TASK DIRECTIONS.
Write out the records once more, exactly, and keep any image out.

═════ EXERCISE INPUT ═════

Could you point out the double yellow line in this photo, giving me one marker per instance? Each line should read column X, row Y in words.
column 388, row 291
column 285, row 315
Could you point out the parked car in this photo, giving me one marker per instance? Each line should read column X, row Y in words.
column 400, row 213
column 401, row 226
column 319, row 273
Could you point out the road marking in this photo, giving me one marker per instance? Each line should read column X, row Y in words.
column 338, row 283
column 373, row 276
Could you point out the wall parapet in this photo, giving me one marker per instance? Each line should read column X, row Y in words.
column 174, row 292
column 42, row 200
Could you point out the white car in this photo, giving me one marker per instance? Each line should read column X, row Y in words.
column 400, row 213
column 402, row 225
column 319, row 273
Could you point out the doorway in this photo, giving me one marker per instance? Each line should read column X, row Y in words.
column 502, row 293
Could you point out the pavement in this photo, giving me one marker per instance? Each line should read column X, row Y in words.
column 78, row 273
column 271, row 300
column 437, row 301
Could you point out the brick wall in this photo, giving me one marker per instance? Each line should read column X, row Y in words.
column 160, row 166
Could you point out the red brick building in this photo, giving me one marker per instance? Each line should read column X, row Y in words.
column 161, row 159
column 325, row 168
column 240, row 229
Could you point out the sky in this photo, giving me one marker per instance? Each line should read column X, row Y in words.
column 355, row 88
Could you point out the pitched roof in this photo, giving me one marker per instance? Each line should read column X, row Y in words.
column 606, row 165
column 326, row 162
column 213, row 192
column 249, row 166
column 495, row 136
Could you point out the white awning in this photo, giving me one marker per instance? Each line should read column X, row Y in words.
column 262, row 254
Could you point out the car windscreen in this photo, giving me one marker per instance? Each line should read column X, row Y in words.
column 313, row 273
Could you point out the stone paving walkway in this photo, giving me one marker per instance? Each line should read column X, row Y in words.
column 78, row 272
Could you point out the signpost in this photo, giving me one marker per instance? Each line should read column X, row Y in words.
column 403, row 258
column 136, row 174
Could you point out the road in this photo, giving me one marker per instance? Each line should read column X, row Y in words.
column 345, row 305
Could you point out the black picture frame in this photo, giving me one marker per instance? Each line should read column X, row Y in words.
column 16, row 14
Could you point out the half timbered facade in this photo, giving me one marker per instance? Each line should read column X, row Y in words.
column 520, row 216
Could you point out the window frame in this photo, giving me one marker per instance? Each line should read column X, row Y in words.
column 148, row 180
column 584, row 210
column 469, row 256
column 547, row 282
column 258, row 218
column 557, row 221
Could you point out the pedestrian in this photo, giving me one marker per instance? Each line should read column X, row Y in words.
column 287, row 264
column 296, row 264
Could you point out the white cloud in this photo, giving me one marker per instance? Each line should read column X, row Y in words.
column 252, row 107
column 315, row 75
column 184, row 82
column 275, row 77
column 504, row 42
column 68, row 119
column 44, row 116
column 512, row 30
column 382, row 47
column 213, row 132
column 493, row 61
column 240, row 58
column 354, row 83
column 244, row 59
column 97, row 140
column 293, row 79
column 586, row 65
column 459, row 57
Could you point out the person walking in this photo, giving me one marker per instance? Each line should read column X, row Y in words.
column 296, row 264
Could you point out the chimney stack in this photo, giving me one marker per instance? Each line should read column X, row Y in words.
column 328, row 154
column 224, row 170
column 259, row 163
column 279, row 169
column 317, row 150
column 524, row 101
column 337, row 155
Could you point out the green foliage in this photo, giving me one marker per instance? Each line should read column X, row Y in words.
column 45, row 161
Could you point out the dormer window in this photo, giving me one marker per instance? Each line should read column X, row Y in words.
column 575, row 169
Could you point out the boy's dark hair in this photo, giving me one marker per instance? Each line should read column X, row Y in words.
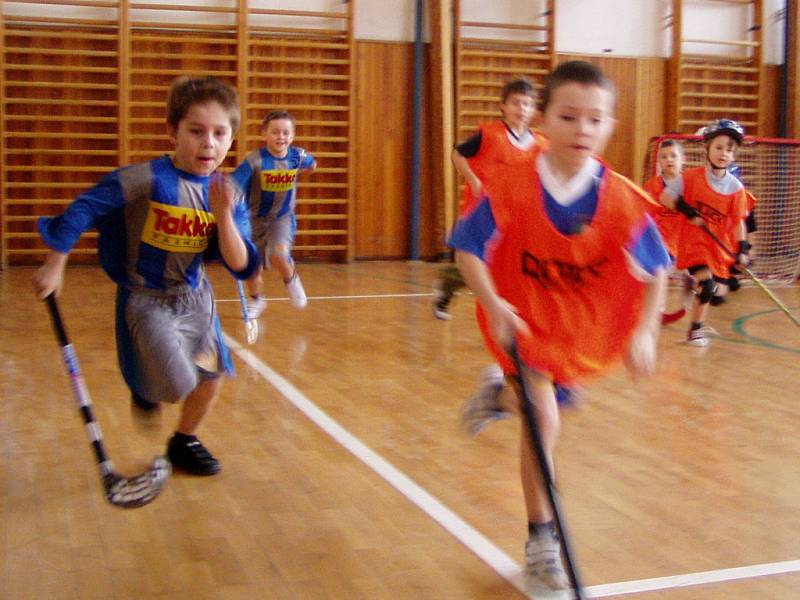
column 575, row 71
column 278, row 114
column 669, row 142
column 521, row 85
column 187, row 91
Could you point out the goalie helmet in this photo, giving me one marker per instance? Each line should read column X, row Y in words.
column 723, row 127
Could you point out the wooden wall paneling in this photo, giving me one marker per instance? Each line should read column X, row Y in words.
column 351, row 130
column 60, row 111
column 383, row 141
column 793, row 70
column 168, row 41
column 441, row 114
column 724, row 79
column 650, row 102
column 301, row 61
column 3, row 255
column 491, row 53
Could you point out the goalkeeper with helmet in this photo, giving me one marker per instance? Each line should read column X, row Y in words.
column 712, row 197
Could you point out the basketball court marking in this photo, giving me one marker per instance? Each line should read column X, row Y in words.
column 475, row 541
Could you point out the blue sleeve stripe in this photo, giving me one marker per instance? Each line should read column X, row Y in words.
column 648, row 250
column 474, row 232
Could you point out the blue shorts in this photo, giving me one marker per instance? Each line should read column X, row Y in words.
column 167, row 343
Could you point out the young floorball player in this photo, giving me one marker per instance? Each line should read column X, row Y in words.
column 709, row 196
column 269, row 178
column 669, row 160
column 508, row 139
column 564, row 259
column 159, row 222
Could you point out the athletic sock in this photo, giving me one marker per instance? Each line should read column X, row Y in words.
column 537, row 529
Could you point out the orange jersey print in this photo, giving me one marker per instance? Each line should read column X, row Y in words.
column 722, row 213
column 668, row 221
column 575, row 292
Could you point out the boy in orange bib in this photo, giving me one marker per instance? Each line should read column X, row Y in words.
column 709, row 196
column 563, row 257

═════

RESULT BELOW.
Could you point out the double yellow line in this photo, giving me one marker per instance? Each line should read column X, row Y in words.
column 388, row 291
column 285, row 315
Could you point out the parked car in this photo, giving me one marker per instance? Each line should read column X, row Y in words.
column 400, row 213
column 401, row 226
column 319, row 273
Could you point out the road marking in this photo, giving me one marker per instance? Each line should read column X, row Y in words.
column 338, row 283
column 373, row 276
Could you point out the wall parapet in this photo, giving me one marker per instance? Each line should read column X, row Y in words.
column 174, row 292
column 42, row 200
Could you point out the white car in this photo, giving me one marker per instance? Each line should read column X, row Y in words.
column 400, row 213
column 402, row 225
column 319, row 273
Could you point out the doorway in this photo, giving me one marker per instance? Each line should read column X, row Y in words.
column 502, row 293
Could you point out the pavement in this photo, giving me one marker per instance? Each line should read column X, row Y in words.
column 78, row 273
column 271, row 300
column 437, row 301
Could you point out the brick wall in this photo, giving me one marker per instance? Each line should read column X, row Y in words.
column 160, row 166
Could you point out the red brick building in this photo, giving me one marker per instance? Each line should read column X, row Y in words.
column 161, row 159
column 325, row 168
column 240, row 229
Could you point out the sky in this photo, giving me one marker per instance? Each line should read column X, row Y in words.
column 355, row 88
Could you point out the pitched roof in this photo, giving me one marker per instance? Each line should read column X, row Y in words.
column 606, row 165
column 326, row 162
column 213, row 192
column 249, row 166
column 495, row 136
Could you point out the white awning in this photo, giving me one marker per instance? Each line should read column X, row Y in words.
column 262, row 254
Could you point out the car windscreen in this photo, giving me one marker per instance? Each line should read column X, row Y in words.
column 313, row 273
Could you point out the stone paving walkway in this photo, giving me one marker per instance? Each line should read column X, row Y in words.
column 78, row 272
Could you point out the signpost in this photo, giving me one marker per instance? Each line should read column X, row Y in words.
column 403, row 258
column 136, row 174
Could you point out the road in this photo, giving me one marker per instance? Each line should read column X, row Y in words.
column 345, row 305
Could you point out the black picture frame in this photo, giving me one marker per instance? Each line should read column X, row Y in words.
column 16, row 14
Could you point out the half timbered facade in this photo, giving me one marker per instance? Each line should read column X, row Y in words.
column 520, row 216
Could you point out the window frame in this photo, giving me one marker per instance? Each line should read column X, row Y in words.
column 148, row 180
column 584, row 210
column 469, row 256
column 547, row 282
column 258, row 218
column 557, row 221
Could you point out the pedestrian in this photo, giving me one marker per instance? Each line should read column X, row Y in words.
column 287, row 264
column 296, row 264
Could you point out the white cloud in this photo, giving me one marker per instance? Each line should read column X, row Y in words.
column 252, row 107
column 315, row 75
column 184, row 82
column 275, row 77
column 504, row 42
column 68, row 119
column 44, row 116
column 512, row 30
column 382, row 47
column 213, row 132
column 493, row 61
column 240, row 58
column 354, row 83
column 244, row 59
column 97, row 140
column 293, row 79
column 586, row 65
column 459, row 57
Could you point out the person walking in this photo, giving me one marker per instance? Each line should read column X, row Y in words.
column 296, row 264
Could you point out the chimney stack in this photo, giving me one marker per instance? Each line should read column X, row Y in words.
column 328, row 154
column 224, row 170
column 259, row 163
column 279, row 169
column 317, row 150
column 524, row 101
column 337, row 155
Could you point out the green foliage in this photo, giving me one marker per instance? Each line should read column X, row Y in words.
column 45, row 161
Could you point out the dormer window in this photo, giving me one marker per instance? Each line should read column X, row Y in words.
column 575, row 169
Could you point out the boy's dark hair in this photo, giving me one marker per instance? Each line should read column X, row Y in words.
column 575, row 71
column 278, row 114
column 669, row 142
column 521, row 85
column 187, row 91
Could you point out the goalie helmet in this photo, giving me one marker per instance? Each line should read column X, row Y in words.
column 723, row 127
Could you point out the wooden wall paneling in this photo, giving me one marker per instance? Each line should read column X, row Y in words.
column 351, row 130
column 60, row 111
column 383, row 141
column 793, row 70
column 168, row 41
column 441, row 114
column 724, row 79
column 650, row 102
column 301, row 61
column 3, row 255
column 491, row 53
Could you point out the goalkeeper with helmet in this photo, giving me one marker per instance? Each line should read column X, row Y in words.
column 712, row 197
Could you point out the basketball court marking in this photo, giving me one marker per instance? Each line should read column X, row Y in words.
column 475, row 541
Could you point out the blue sleeve stripe in this photo, giving me one marker per instance? Each line should read column X, row Y in words.
column 648, row 250
column 474, row 232
Could you point out the blue shorts in this photo, giving me one marker per instance? Each line should read column X, row Y in words.
column 167, row 343
Could you point out the young floorball player in this photo, giving me one marker per instance? Each line should read column X, row Y in words.
column 709, row 196
column 269, row 178
column 669, row 160
column 508, row 139
column 564, row 259
column 159, row 222
Could you point out the athletic sock in this photo, giving me one marker per instance? Each line should read column X, row Y in words.
column 537, row 529
Could you point out the orange jersey print in this photo, giving me one marker per instance? Each line should read column X, row Y in words.
column 722, row 213
column 668, row 221
column 575, row 292
Could you point out the boy in orange bib in this photo, giving me one marker per instance? Each line should read column X, row Y in words.
column 709, row 196
column 563, row 257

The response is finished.